Material provided
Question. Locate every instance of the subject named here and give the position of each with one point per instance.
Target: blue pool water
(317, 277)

--

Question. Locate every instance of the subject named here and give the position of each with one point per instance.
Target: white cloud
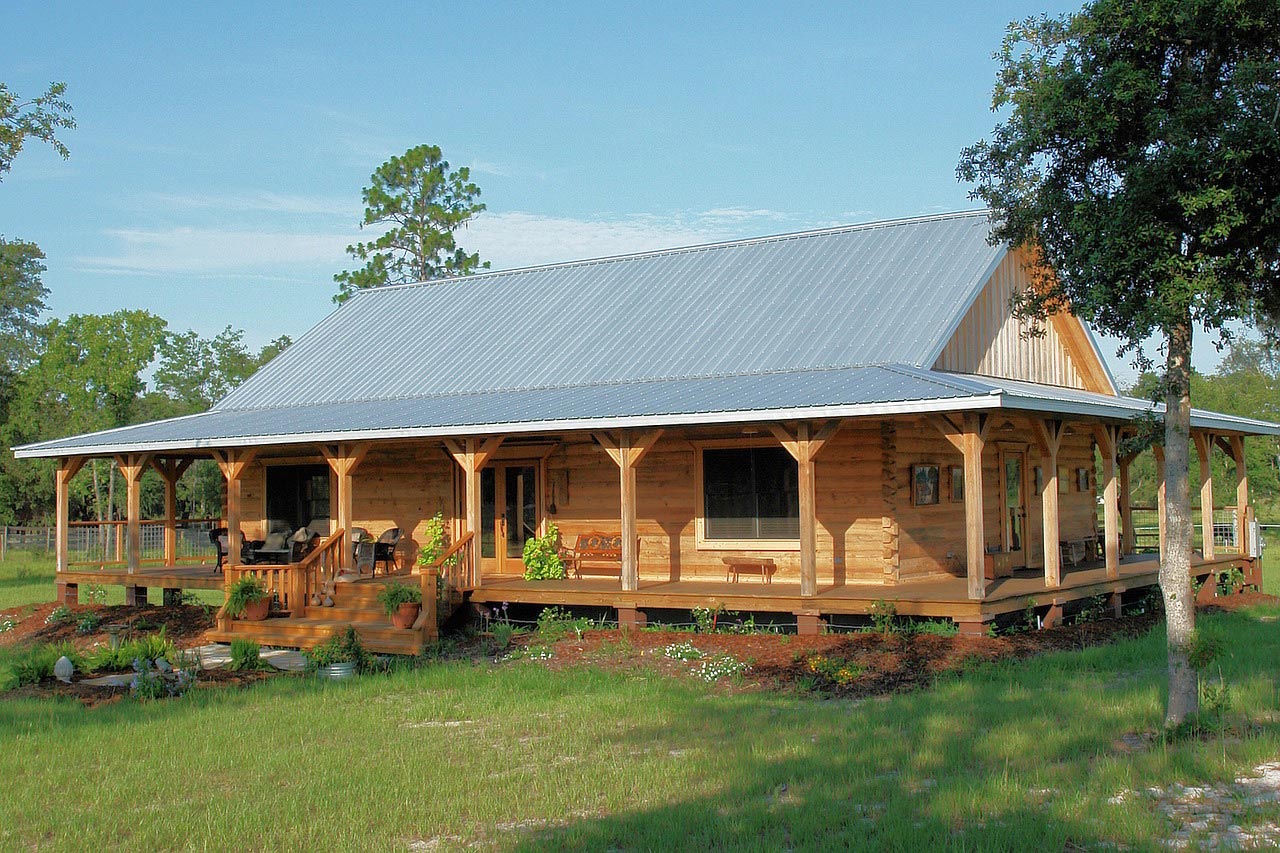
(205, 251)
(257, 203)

Task to carry out
Could you gather every line in the rows above that contains the string "Target"?

Task result
Target: blue pool water
Target: white cloud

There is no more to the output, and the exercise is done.